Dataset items
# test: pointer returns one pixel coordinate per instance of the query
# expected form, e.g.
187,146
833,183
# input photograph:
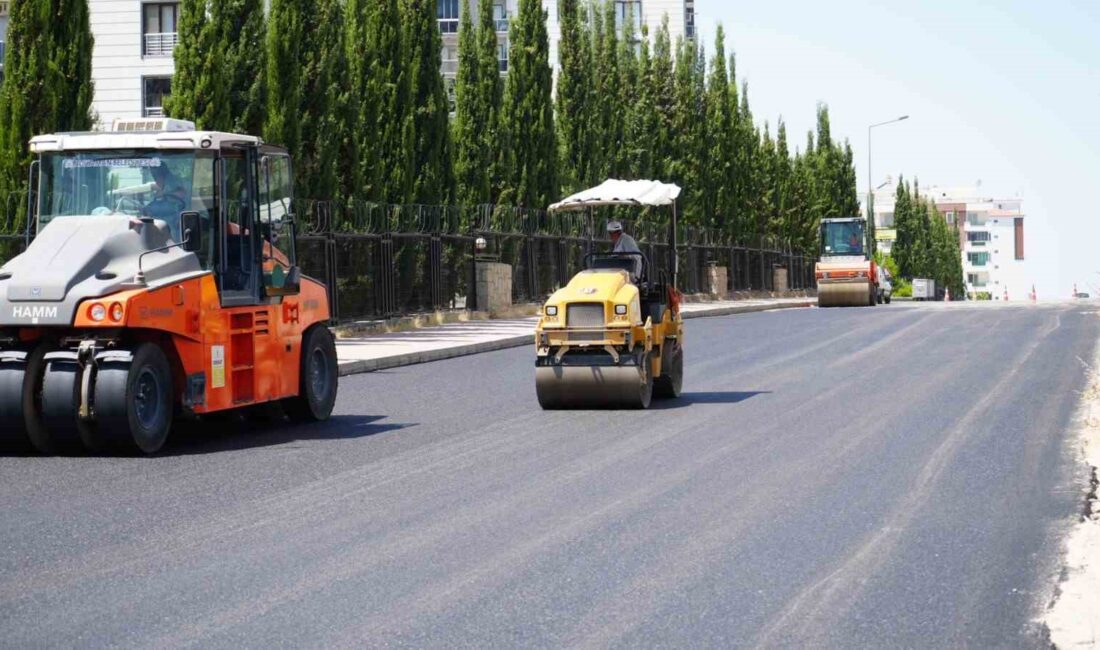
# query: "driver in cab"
169,198
624,243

- **What you should do**
Quote every line of the material above verbatim, leaving out any picture.

- **Task output**
# test: pointer returns one pixel coordinate per instance of the query
# expected form, e.g.
187,146
833,183
# input photograph:
# query: "driver in cab"
169,198
624,243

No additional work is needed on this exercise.